STATED GOAL: Pull out every line of the data below that contains the string "street", treating uppercase and lowercase letters as different.

DATASET EXTRACT:
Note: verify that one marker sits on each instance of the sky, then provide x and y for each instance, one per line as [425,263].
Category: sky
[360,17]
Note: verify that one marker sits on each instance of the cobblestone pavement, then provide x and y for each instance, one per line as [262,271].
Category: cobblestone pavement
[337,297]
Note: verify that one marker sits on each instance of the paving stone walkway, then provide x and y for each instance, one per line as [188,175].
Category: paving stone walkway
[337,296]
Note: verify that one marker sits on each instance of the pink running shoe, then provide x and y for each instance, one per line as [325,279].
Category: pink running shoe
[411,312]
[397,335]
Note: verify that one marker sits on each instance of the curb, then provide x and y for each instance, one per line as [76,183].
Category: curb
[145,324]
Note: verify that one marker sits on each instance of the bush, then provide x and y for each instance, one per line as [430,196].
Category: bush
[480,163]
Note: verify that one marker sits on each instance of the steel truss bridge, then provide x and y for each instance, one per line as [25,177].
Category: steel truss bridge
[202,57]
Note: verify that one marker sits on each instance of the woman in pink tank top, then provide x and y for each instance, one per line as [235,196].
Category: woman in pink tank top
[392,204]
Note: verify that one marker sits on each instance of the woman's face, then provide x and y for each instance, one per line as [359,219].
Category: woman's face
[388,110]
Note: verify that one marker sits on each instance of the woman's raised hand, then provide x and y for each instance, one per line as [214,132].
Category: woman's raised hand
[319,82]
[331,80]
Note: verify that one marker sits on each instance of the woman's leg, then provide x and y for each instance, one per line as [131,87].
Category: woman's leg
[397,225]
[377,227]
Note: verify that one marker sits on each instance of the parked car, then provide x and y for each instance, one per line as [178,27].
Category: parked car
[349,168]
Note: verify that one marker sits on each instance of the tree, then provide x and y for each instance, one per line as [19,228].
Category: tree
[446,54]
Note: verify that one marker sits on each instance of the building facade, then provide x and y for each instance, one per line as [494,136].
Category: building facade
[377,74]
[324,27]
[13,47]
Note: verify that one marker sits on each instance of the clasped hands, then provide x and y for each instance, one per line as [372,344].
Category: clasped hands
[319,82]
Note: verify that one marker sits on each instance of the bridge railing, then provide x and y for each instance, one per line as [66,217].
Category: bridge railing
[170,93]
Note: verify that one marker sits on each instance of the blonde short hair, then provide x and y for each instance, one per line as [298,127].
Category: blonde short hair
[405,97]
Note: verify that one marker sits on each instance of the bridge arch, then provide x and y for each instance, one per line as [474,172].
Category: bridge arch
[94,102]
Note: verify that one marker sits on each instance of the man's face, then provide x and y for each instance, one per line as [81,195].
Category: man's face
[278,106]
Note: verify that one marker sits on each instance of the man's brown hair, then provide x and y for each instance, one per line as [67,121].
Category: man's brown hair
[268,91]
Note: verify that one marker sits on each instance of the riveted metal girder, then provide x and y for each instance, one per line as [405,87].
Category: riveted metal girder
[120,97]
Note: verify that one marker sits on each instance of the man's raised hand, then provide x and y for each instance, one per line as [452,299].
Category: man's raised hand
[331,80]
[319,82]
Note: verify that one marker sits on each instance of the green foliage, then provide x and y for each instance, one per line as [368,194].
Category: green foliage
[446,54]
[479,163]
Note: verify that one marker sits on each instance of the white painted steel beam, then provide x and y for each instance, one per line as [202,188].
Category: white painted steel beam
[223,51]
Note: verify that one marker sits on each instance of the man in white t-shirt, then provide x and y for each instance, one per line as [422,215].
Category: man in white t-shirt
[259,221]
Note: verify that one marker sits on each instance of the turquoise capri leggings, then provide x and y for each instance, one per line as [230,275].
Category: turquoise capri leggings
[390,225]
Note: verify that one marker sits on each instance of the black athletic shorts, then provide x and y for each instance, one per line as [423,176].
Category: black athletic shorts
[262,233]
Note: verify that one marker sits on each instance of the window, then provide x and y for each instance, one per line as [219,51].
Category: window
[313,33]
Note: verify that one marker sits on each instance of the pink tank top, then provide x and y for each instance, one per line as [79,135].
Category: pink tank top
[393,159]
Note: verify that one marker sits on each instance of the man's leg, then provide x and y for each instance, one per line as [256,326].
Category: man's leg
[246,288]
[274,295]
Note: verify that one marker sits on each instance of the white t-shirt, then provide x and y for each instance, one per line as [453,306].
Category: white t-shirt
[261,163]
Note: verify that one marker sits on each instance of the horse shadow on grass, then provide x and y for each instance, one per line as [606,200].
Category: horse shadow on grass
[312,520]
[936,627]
==
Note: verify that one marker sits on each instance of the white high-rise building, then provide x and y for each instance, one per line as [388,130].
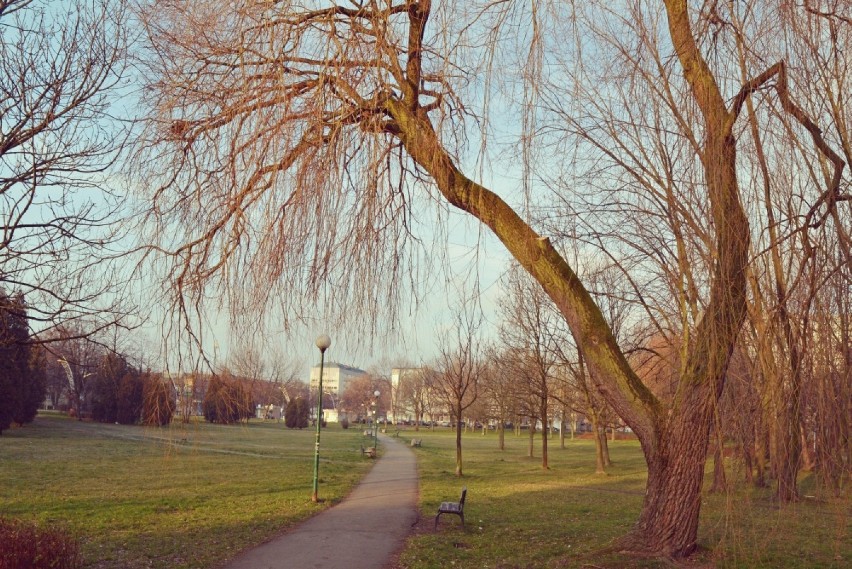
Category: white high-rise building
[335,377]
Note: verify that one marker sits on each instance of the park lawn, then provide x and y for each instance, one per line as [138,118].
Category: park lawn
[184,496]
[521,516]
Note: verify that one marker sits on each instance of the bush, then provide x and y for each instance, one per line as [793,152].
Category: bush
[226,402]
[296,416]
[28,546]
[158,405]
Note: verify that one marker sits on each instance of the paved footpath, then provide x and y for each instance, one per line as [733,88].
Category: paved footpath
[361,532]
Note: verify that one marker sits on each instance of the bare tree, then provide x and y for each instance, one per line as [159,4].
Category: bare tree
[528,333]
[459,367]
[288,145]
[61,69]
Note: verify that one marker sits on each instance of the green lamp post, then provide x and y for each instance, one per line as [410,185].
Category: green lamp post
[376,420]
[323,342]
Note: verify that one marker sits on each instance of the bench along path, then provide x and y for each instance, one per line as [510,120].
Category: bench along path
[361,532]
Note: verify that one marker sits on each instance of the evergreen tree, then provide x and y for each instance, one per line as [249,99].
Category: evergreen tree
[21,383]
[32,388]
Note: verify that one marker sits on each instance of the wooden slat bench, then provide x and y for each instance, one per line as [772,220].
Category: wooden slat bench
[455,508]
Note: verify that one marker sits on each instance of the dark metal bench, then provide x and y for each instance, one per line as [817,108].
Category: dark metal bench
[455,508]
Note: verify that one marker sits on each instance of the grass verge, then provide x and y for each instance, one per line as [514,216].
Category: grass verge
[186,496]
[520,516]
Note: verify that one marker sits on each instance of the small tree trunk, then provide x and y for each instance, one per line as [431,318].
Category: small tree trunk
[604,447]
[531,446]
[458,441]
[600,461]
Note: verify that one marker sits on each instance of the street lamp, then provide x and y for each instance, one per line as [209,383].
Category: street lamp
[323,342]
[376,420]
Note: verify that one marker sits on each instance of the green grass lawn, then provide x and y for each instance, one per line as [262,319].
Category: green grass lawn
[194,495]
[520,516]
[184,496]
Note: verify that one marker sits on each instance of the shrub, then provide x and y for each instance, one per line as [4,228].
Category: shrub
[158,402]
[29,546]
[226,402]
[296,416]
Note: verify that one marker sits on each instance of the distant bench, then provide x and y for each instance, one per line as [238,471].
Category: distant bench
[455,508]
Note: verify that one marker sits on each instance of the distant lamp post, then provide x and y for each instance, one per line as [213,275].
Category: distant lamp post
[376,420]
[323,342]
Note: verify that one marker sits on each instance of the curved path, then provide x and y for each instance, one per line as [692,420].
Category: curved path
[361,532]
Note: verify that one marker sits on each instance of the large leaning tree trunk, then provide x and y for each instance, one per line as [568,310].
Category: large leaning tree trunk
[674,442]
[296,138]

THE REPLY:
Note: verify that one marker sits on each instance of the street lamp, then provide x and y for each instance, one per line as [209,383].
Category: street lamp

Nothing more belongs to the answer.